# Freezy Recipes



## Sea Beauty Soap (Oct 2, 2013)

My other hobby is Freezy Recipes.  I have just recently started a website with easy recipes that you can make ahead of time and freeze for later with some videos.  I still need to add a bunch more recipes but it is a start. 

http://www.freezyrecipes.com/


----------



## savonierre (Oct 2, 2013)

very nice site, the ice cream recipe looks so good..


----------



## TVivian (Oct 4, 2013)

That's awesome! 


Sent from my iPhone using Soap Making


----------



## Sea Beauty Soap (Oct 7, 2013)

Thank you.


----------



## renata (Oct 7, 2013)

That is very useful! Thanks for sharing


----------



## shunt2011 (Oct 7, 2013)

I like your website.  However, I think you have soap on the brain as a couple of your recipes have soap instead of soup...lol.      Made me smile!

[Supplied information]
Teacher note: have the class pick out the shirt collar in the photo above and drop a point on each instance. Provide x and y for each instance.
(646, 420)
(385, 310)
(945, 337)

[Your tasks]
**1)** Answer these questions from the Freezy Recipes thread, one per line, each marked with its letter:
(a) Besides recipes, what does the opening post say the website includes?
(b) Which recipe did savonierre say looks good?
(c) According to shunt2011, what word appears in some recipes in place of "soup"?
**2)** List every username that posts in the Freezy Recipes thread, naming each one once.
**3)** Repeat the passage in the Freezy Recipes thread between "That is very" and "Made me smile!", inclusive.

[Answers provided]
**1)**
(a) Videos
(b) The ice cream recipe
(c) Soap

**2)**
Sea Beauty Soap
savonierre
TVivian
renata
shunt2011

**3)**
That is very useful! Thanks for sharing


----------



## shunt2011 (Oct 7, 2013)

I like your website.  However, I think you have soap on the brain as a couple of your recipes have soap instead of soup...lol.      Made me smile!